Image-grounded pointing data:
----

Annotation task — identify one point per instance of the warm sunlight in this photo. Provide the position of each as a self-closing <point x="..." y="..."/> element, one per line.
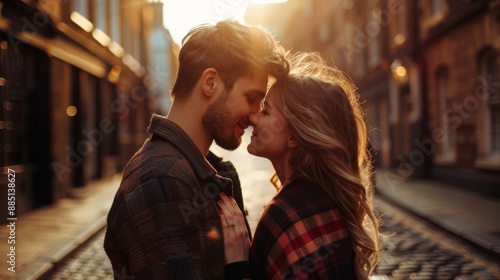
<point x="181" y="15"/>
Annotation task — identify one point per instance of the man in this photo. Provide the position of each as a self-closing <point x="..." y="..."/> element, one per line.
<point x="164" y="221"/>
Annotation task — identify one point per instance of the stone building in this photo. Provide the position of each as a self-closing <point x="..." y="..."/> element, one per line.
<point x="427" y="72"/>
<point x="75" y="103"/>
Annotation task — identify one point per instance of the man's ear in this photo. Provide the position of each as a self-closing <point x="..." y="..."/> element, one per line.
<point x="209" y="81"/>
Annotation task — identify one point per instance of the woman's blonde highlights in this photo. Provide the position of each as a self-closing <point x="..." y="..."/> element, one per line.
<point x="333" y="151"/>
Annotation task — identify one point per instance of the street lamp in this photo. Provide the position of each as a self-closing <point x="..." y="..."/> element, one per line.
<point x="399" y="72"/>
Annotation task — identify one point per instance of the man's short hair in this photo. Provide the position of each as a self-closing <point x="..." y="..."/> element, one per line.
<point x="233" y="49"/>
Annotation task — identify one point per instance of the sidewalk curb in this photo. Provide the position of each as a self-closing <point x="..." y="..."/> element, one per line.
<point x="485" y="241"/>
<point x="49" y="260"/>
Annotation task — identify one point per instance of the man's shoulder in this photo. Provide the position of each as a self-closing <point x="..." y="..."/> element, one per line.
<point x="158" y="159"/>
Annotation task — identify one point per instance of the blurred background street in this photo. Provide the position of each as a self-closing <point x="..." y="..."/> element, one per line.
<point x="79" y="80"/>
<point x="412" y="247"/>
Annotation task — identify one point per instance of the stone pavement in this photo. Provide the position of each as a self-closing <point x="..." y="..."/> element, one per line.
<point x="467" y="214"/>
<point x="45" y="236"/>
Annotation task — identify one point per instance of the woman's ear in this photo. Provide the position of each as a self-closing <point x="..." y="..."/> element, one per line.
<point x="208" y="81"/>
<point x="292" y="142"/>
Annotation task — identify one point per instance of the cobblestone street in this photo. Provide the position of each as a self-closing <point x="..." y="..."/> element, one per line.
<point x="407" y="255"/>
<point x="410" y="249"/>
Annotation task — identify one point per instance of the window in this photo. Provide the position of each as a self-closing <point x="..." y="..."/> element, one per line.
<point x="489" y="75"/>
<point x="448" y="146"/>
<point x="437" y="7"/>
<point x="81" y="6"/>
<point x="115" y="21"/>
<point x="373" y="29"/>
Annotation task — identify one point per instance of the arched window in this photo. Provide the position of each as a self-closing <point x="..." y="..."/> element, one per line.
<point x="489" y="79"/>
<point x="445" y="103"/>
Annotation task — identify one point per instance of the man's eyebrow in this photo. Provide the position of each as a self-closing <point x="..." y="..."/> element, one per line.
<point x="266" y="104"/>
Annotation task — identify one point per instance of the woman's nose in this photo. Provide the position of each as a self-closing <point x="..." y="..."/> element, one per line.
<point x="253" y="118"/>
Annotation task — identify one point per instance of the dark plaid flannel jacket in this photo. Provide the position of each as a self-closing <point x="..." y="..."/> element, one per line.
<point x="164" y="221"/>
<point x="301" y="235"/>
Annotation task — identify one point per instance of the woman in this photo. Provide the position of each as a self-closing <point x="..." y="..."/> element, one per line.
<point x="320" y="224"/>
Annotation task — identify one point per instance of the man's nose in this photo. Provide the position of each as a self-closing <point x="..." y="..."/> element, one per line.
<point x="253" y="118"/>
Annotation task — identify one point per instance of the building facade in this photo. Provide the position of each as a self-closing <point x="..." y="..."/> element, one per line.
<point x="427" y="72"/>
<point x="74" y="101"/>
<point x="460" y="42"/>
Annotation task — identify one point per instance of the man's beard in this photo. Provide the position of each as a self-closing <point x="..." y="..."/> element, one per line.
<point x="213" y="121"/>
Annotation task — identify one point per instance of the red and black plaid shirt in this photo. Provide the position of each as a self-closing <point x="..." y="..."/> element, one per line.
<point x="164" y="221"/>
<point x="301" y="235"/>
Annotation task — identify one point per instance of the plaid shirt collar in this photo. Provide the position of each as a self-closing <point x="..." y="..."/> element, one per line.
<point x="171" y="132"/>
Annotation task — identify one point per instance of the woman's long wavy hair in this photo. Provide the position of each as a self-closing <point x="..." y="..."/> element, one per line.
<point x="321" y="107"/>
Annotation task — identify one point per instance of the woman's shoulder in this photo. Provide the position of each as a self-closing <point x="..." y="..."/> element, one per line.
<point x="298" y="201"/>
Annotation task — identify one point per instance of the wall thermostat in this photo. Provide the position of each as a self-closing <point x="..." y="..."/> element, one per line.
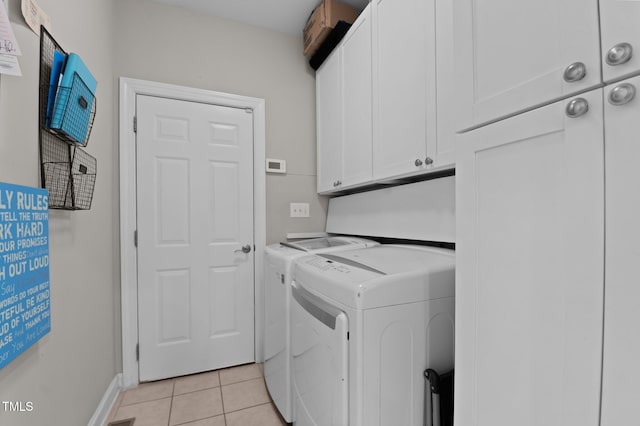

----

• **Problem to work on**
Could you write out every line above exactly as it stands, with no images?

• **Task output**
Annotation task — identify one point per instance of the warm sunlight in this photo. Provide the position of each as a self-closing <point x="..." y="..."/> element, one per line.
<point x="181" y="15"/>
Annotation task — identify one point per instance of the man in this photo. Provide the position of each as a self-closing <point x="..." y="..."/> element, one per line.
<point x="164" y="221"/>
Annotation task — identify one point per instance of the stone building in this photo. Provide the position of each as a self-closing <point x="..." y="..."/> element, one per line.
<point x="427" y="72"/>
<point x="75" y="103"/>
Annotation task — identify one point per instance of the man's ear in this photo. Provide the position of each as a self-closing <point x="..." y="..."/> element, one per line.
<point x="209" y="81"/>
Annotation task — identify one point per instance of the woman's blonde highlights in this photo. Provide the position of each as a self-closing <point x="..." y="..."/> element, one per line.
<point x="333" y="151"/>
Annotation task — identify one point per instance of the street lamp in this photo. Provide the position of each as a self-closing <point x="..." y="..."/> element, one per line.
<point x="399" y="72"/>
Annotation task — identify one point per instance of the man's short hair in this photo. Provide the position of each as a self-closing <point x="..." y="..."/> element, one per line.
<point x="233" y="49"/>
Annotation task — identify one point per instance of the sidewalk curb in this photo. Provide the position of each as a self-closing <point x="..." y="..."/> element, one per line.
<point x="485" y="241"/>
<point x="49" y="260"/>
Annotation task — identify one point per instance of the man's shoulder in this photo. Provide the position of each as a self-closing <point x="..." y="..."/> element, one per line.
<point x="158" y="159"/>
Annotation task — identify one point per instance of the blurred background street in this photo. Provide the position of each as a self-closing <point x="..." y="..."/> element, one per line.
<point x="79" y="80"/>
<point x="412" y="247"/>
Annotation task — identify one point per instance of the stone pavement in this photo. Provide the position of each as a self-closing <point x="..." y="..."/> element, one per line.
<point x="467" y="214"/>
<point x="45" y="236"/>
Annotation task — identify one point per instance of the woman's ear in this photo. Provide the position of each as a self-closing <point x="..." y="..."/> element, one per line.
<point x="208" y="81"/>
<point x="292" y="142"/>
Annotation task — identify one point per instance of the cobblestone street in this photo. Provide the position of each as a self-closing <point x="..." y="..."/> element, one per line.
<point x="407" y="255"/>
<point x="410" y="249"/>
Annotation task — identify one point per instance of the window in this photo. Provide the position of each as a self-closing <point x="..." y="..."/> element, one per line.
<point x="489" y="75"/>
<point x="448" y="146"/>
<point x="437" y="7"/>
<point x="81" y="6"/>
<point x="115" y="21"/>
<point x="373" y="29"/>
Annotation task — identify one point per instance of the arched window in this photo. Provide the position of each as a self-closing <point x="..." y="..."/> element, one per line.
<point x="489" y="79"/>
<point x="445" y="103"/>
Annotation task — identify one point per instance of the man's eyebrow in this photo. Provide the position of each as a self-closing <point x="..." y="..."/> element, one per line.
<point x="266" y="104"/>
Annotation task — identify one point per instance of the woman's nose in this photo. Provide the position of each as a self-closing <point x="..." y="..."/> element, one per line.
<point x="253" y="118"/>
Annotation task — identify one point per instance of the dark plaid flannel jacket in this photo. Provide the position of each as a self-closing <point x="..." y="..."/> element, one per line.
<point x="164" y="221"/>
<point x="301" y="235"/>
Annotation task — identify one point per instance of the woman in this photo. Provide the position of each as a self-closing <point x="..." y="..."/> element, one per line.
<point x="320" y="224"/>
Annotation task — identify one point per instance of the man's nose in this photo. Provide the position of each as a self-closing <point x="..." y="..."/> element, one per line.
<point x="253" y="118"/>
Annotation task — identify one point per instance of the building facade in this photo. Provide the position of each as a self-closing <point x="..." y="..."/> element, one per line.
<point x="427" y="72"/>
<point x="74" y="101"/>
<point x="460" y="42"/>
Annotation task — identify one point per instance of the man's beard in this photo. Provide the position of each as a self-closing <point x="..." y="..."/> element, one per line.
<point x="213" y="121"/>
Annotation task — identify one point per instance of the red and black plaid shirt in this photo. Provide the position of each as a self-closing <point x="..." y="..."/> element, one per line.
<point x="164" y="221"/>
<point x="301" y="235"/>
Annotation task — identify one point per instance of the plaid shirt collar in this photo. Provide the position of each as a self-closing <point x="..." y="..."/> element, one per line.
<point x="171" y="132"/>
Annotation task — identify one point per instance of the woman's long wavy hair in this photo. Provide the position of each as a self-closing <point x="..." y="..."/> element, one per line.
<point x="321" y="107"/>
Annotation task — identify one point per instance of the woman's shoulder in this photo. Provide the position of each as a self-closing <point x="..." y="..."/> element, one per line.
<point x="298" y="201"/>
Annotation task — identify one point per instance of the wall thermostat in this photo. Provide the position of each as a self-closing <point x="..." y="..."/> element, one per line.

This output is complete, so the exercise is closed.